-- Start of RECORDED INFORMATION --
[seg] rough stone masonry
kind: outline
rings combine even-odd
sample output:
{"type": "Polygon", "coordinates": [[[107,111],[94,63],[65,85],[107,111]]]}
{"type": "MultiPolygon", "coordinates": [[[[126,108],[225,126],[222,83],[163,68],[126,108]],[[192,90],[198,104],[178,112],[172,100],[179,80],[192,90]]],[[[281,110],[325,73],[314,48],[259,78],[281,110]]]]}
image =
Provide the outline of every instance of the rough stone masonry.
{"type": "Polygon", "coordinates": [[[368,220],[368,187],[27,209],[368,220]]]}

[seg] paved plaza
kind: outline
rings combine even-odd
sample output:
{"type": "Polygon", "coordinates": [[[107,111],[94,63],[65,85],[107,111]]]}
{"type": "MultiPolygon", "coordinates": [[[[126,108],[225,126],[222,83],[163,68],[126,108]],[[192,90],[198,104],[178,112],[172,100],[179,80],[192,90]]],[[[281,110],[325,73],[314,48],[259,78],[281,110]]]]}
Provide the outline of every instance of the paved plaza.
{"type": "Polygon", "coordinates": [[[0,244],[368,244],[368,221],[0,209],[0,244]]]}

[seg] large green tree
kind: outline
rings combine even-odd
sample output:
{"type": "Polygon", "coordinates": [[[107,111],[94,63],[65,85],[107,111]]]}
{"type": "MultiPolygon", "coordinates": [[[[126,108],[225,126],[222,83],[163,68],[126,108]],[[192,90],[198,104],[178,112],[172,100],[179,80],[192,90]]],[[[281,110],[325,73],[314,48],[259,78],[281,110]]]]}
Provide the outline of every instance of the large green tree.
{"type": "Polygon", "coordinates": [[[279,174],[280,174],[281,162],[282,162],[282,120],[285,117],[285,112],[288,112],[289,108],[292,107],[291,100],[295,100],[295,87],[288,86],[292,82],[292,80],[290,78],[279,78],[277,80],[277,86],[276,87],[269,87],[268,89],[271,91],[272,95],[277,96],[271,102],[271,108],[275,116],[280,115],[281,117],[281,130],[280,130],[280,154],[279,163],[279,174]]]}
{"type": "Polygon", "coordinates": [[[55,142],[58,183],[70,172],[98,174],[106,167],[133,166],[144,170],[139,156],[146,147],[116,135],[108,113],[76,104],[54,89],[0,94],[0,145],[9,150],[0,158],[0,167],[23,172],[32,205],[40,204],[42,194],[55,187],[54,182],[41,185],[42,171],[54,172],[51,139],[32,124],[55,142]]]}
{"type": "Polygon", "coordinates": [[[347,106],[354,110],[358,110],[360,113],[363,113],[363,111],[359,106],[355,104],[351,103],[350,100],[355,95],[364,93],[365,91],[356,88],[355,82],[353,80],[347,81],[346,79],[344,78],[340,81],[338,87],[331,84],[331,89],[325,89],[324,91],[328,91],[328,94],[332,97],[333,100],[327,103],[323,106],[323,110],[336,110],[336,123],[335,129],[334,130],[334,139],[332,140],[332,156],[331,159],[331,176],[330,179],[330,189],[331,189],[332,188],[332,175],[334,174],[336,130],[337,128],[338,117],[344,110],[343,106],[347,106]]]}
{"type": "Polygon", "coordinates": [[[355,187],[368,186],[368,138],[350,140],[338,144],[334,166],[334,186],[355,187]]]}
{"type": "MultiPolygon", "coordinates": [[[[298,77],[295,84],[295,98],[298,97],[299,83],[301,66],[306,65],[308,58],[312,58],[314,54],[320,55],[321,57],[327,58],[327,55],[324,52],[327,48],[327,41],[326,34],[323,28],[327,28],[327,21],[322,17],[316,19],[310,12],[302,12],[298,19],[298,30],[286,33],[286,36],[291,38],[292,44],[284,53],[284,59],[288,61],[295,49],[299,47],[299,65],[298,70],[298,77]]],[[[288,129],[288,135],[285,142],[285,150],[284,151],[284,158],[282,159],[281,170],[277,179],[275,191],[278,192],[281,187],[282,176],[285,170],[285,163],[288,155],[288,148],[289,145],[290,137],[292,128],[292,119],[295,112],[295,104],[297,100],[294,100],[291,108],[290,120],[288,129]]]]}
-- End of RECORDED INFORMATION --
AIM OF THE TASK >> Copy all of the records above word for word, keeping every line and character unchanged.

PROBLEM SOLUTION >>
[seg] rough stone masonry
kind: outline
rings combine even-odd
sample output:
{"type": "Polygon", "coordinates": [[[107,111],[94,63],[65,85],[107,111]]]}
{"type": "MultiPolygon", "coordinates": [[[[126,108],[225,126],[222,83],[163,68],[126,108]],[[192,90],[198,104],[178,112],[172,100],[179,80],[192,90]]],[[[281,110],[325,73],[314,48],[259,78],[281,110]]]]}
image =
Provide the outline of every instance of the rough stone masonry.
{"type": "Polygon", "coordinates": [[[368,220],[368,187],[27,209],[368,220]]]}

[seg] paved plaza
kind: outline
rings combine even-odd
sample output:
{"type": "Polygon", "coordinates": [[[107,111],[94,63],[65,85],[107,111]]]}
{"type": "MultiPolygon", "coordinates": [[[[126,108],[225,126],[222,83],[163,68],[126,108]],[[192,90],[198,104],[178,112],[172,100],[179,80],[192,90]]],[[[281,110],[325,73],[314,48],[259,78],[281,110]]]]}
Provide the outline of every instance of the paved plaza.
{"type": "Polygon", "coordinates": [[[0,244],[368,244],[368,221],[0,209],[0,244]]]}

[seg] large green tree
kind: outline
rings combine even-odd
sample output:
{"type": "Polygon", "coordinates": [[[107,111],[94,63],[65,85],[107,111]]]}
{"type": "MultiPolygon", "coordinates": [[[[126,108],[225,126],[222,83],[163,68],[126,108]],[[192,90],[198,104],[178,112],[172,100],[179,80],[192,90]]],[[[281,110],[325,73],[314,48],[259,78],[281,110]]]]}
Provide the outline of every instance of the large green tree.
{"type": "Polygon", "coordinates": [[[279,174],[280,174],[281,162],[282,162],[282,120],[285,117],[285,112],[288,112],[289,108],[292,107],[291,100],[295,100],[295,87],[288,86],[292,82],[292,80],[290,78],[279,78],[277,80],[277,86],[276,87],[269,87],[268,89],[271,91],[272,95],[277,96],[271,102],[271,108],[275,116],[280,115],[281,117],[281,130],[280,130],[280,154],[279,163],[279,174]]]}
{"type": "Polygon", "coordinates": [[[55,142],[58,183],[70,172],[98,174],[106,167],[133,166],[144,170],[139,156],[146,147],[116,135],[108,113],[76,104],[54,89],[0,94],[0,145],[9,150],[0,158],[0,167],[23,172],[32,205],[40,204],[42,194],[55,187],[54,182],[41,185],[42,171],[54,172],[51,139],[32,124],[55,142]]]}
{"type": "Polygon", "coordinates": [[[347,106],[354,110],[358,110],[360,113],[363,113],[363,111],[359,106],[355,104],[351,103],[350,100],[355,95],[364,93],[365,91],[356,88],[355,82],[353,80],[347,81],[346,79],[344,78],[340,81],[338,87],[331,84],[331,89],[325,89],[324,91],[328,91],[328,94],[332,97],[333,100],[327,103],[323,106],[323,110],[336,110],[336,123],[335,129],[334,130],[334,139],[332,140],[332,156],[331,159],[331,176],[330,179],[330,189],[331,189],[332,188],[332,175],[334,174],[336,130],[337,128],[338,117],[344,110],[343,106],[347,106]]]}
{"type": "Polygon", "coordinates": [[[355,187],[368,186],[368,138],[350,140],[338,144],[334,166],[334,186],[355,187]]]}
{"type": "MultiPolygon", "coordinates": [[[[298,77],[295,84],[295,98],[298,97],[299,83],[301,66],[306,65],[308,58],[312,58],[314,54],[320,55],[321,57],[327,58],[327,55],[324,52],[327,48],[327,41],[326,34],[323,28],[327,28],[327,21],[322,17],[316,19],[310,12],[302,12],[298,19],[298,30],[286,33],[286,36],[291,38],[292,44],[284,53],[284,59],[288,61],[295,49],[299,47],[299,65],[298,70],[298,77]]],[[[288,129],[288,135],[285,142],[285,150],[284,151],[284,158],[282,159],[281,170],[277,179],[275,191],[278,192],[281,187],[282,176],[285,170],[285,163],[288,155],[288,148],[289,145],[290,137],[292,128],[292,119],[295,112],[295,104],[297,100],[294,100],[291,108],[290,120],[288,129]]]]}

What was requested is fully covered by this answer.